[Coordinate annotation entries]
______
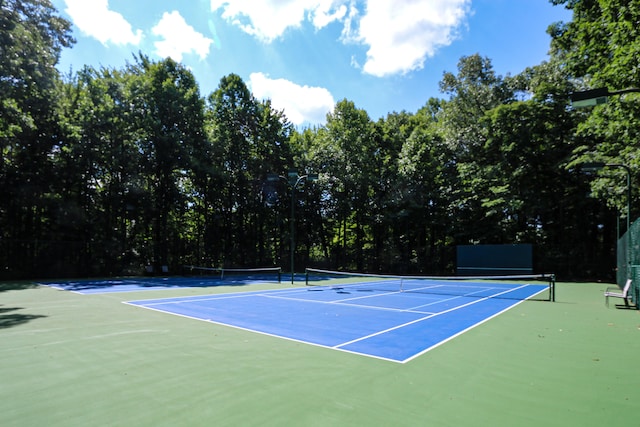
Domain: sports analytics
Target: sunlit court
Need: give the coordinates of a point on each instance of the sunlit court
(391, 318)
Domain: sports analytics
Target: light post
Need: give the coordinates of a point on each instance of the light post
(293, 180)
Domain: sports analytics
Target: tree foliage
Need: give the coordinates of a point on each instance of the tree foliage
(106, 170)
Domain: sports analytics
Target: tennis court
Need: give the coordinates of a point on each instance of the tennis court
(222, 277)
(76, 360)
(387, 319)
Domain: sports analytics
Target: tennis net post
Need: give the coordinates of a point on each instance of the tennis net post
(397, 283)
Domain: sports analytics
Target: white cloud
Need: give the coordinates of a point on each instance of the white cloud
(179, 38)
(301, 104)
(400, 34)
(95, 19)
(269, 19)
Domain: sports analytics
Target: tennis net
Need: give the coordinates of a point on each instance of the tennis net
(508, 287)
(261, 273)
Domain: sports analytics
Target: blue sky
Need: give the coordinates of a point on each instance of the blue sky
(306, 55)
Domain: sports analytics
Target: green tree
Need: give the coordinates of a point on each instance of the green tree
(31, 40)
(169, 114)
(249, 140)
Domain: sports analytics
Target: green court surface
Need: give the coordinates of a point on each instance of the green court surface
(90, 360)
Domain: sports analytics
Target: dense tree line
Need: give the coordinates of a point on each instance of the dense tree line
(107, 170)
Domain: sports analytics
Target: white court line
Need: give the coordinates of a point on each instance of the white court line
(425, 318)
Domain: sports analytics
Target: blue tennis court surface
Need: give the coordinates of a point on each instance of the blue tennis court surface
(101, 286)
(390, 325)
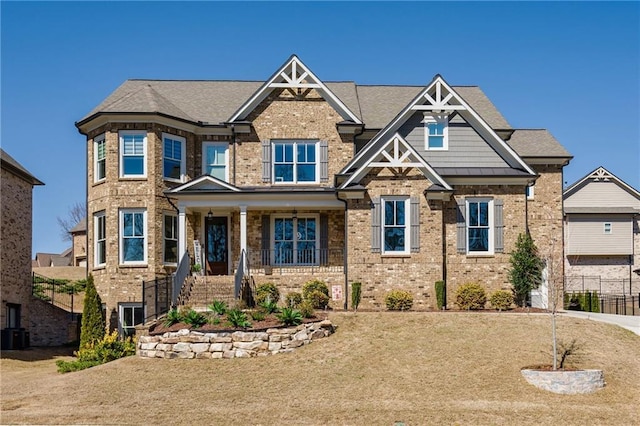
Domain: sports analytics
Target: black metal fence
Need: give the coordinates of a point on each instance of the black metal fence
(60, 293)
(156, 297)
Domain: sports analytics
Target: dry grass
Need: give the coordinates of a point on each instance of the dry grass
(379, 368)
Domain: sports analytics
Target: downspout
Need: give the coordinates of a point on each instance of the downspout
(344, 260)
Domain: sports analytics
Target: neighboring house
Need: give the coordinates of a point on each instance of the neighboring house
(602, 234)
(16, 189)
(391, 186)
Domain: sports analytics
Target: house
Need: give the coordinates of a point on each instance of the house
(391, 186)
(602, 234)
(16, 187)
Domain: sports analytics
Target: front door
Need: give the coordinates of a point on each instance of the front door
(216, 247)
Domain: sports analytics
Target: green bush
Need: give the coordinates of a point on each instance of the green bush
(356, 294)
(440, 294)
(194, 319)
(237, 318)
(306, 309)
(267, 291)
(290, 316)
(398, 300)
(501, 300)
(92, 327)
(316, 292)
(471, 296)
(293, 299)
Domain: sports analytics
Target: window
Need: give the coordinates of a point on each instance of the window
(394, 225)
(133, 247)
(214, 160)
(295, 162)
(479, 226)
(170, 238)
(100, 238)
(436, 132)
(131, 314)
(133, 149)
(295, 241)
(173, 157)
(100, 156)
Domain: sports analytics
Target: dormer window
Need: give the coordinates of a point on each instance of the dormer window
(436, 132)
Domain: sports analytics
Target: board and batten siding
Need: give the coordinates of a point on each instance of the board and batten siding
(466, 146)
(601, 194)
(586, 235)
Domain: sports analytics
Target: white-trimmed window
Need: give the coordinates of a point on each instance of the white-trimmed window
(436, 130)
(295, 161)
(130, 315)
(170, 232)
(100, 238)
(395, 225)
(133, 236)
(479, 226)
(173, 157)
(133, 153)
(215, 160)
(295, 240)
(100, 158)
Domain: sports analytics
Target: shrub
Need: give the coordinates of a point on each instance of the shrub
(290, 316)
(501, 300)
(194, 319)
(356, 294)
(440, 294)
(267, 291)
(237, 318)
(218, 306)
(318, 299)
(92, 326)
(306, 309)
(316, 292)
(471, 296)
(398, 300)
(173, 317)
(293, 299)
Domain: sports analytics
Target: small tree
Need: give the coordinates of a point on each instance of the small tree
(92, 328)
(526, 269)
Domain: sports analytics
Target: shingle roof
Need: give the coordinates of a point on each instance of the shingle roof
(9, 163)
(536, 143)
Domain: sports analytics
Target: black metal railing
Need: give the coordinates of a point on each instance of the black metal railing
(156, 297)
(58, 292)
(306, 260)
______
**SET EXERCISE**
Without including the pictures, return each record above exactly as it stands.

**TASK ANSWER**
Domain: sports analytics
Target: sunlit court
Need: give the coordinates of a point on each instance of the sunlit court
(391, 318)
Domain: sports analytics
Target: light post
Need: give the coordinates of a point on each instance of the light post
(293, 180)
Domain: sports analytics
Target: tree foliage
Need: give the coordinates of a point on each instance of the tree foliage
(106, 170)
Domain: sports analytics
Target: tennis court
Need: give the coordinates of a point on each instance of the tennis court
(222, 277)
(76, 360)
(387, 319)
Domain: sports analytics
Target: tennis net post
Need: give the coordinates of a point on each instance of the tennis net post
(397, 283)
Domain: sports analytics
Target: white cloud
Need: give the coordinates of a point on each instance of the white cloud
(179, 38)
(301, 104)
(400, 34)
(95, 19)
(269, 19)
Domain: sports analytics
Target: tennis net
Need: give the coordinates of a point on each instance of the tennis net
(508, 287)
(261, 273)
Domain: sports analytics
Target: blue sky
Need: give the coordinates of a point on each instance of the blue sky
(306, 55)
Domain: sports analytics
Target: green tree
Need: give the coordinates of a point on each instance of the green tree
(31, 40)
(169, 114)
(249, 140)
Domain: sports analytics
Target: green court surface
Need: give the coordinates of a point on each instance of the green court surface
(90, 360)
Domain: sports analytics
Target: dense tree line
Need: give the coordinates of a point on each instance of the dense tree line
(107, 170)
Domain: sports analytics
Target: white court line
Need: give the coordinates of a point on each instance of the white court line
(425, 318)
Domain: sports analytics
Target: blue tennis court surface
Need: give the coordinates of a point on each instance of the blue tennis court surface
(101, 286)
(390, 325)
Domain: sports analytics
Target: black metal fence
Need: give the coordinates of a point on each instance of the black metal fence
(60, 293)
(156, 297)
Domain: sports analytics
Target: dry grass
Need: give the coordinates of a point on each instance of the dry grass
(379, 368)
Domain: sports analytics
Target: downspout
Need: give the coordinates of a point on each instance of the downspout
(344, 260)
Domain: sports analytics
Target: neighboring house
Need: give the coordinates of a point on each instance of the neighboring house
(602, 234)
(16, 189)
(391, 186)
Domain: sports analytics
Target: house
Need: give the coordinates of a point on each instance of the house
(391, 186)
(602, 234)
(16, 187)
Domain: sports analytics
Target: front door
Need: give the coordinates of a point on each instance of the front door
(216, 247)
Domain: sports analytics
Target: green bush
Need: give the coordinates of a point on each instance of the green bush
(356, 294)
(440, 294)
(194, 319)
(237, 318)
(306, 309)
(267, 291)
(290, 316)
(398, 300)
(501, 300)
(92, 327)
(316, 292)
(471, 296)
(293, 299)
Domain: sports analytics
Target: window
Need: give the coordinates of a point on each instance of the window
(394, 225)
(133, 247)
(214, 160)
(295, 162)
(479, 226)
(170, 238)
(100, 238)
(436, 132)
(131, 314)
(133, 149)
(295, 241)
(173, 157)
(100, 156)
Domain: sports analytics
Target: dormer window
Need: give the coordinates of a point on each instance of the dormer window
(436, 132)
Domain: sports analytics
Target: board and batten siding
Need: give the coordinates of a point on each instance of the board and batten siding
(466, 146)
(601, 194)
(586, 235)
Domain: sports analytics
Target: white-trimmed window
Need: give the coordinates of a point on each instance of the white-trimmed window
(436, 130)
(295, 161)
(130, 315)
(170, 232)
(100, 238)
(395, 225)
(133, 236)
(479, 226)
(173, 157)
(133, 153)
(215, 160)
(295, 240)
(100, 158)
Domain: sports analytics
Target: shrub
Need: give the coordinates of a point on each instance of the shrub
(290, 316)
(501, 300)
(194, 319)
(356, 294)
(440, 294)
(267, 291)
(237, 318)
(218, 306)
(318, 299)
(92, 326)
(306, 309)
(316, 292)
(471, 296)
(398, 300)
(173, 317)
(293, 299)
Domain: sports analytics
Target: small tree
Need: give the coordinates of a point on each instance of the small tree
(92, 328)
(526, 269)
Domain: sports analytics
Target: shingle roof
Need: give the coordinates of a point on each instance of the shingle roof
(9, 163)
(536, 143)
Domain: sports analytics
Target: black metal railing
Need: give the coordinates of a point on each instance of the black metal railing
(156, 297)
(58, 292)
(306, 260)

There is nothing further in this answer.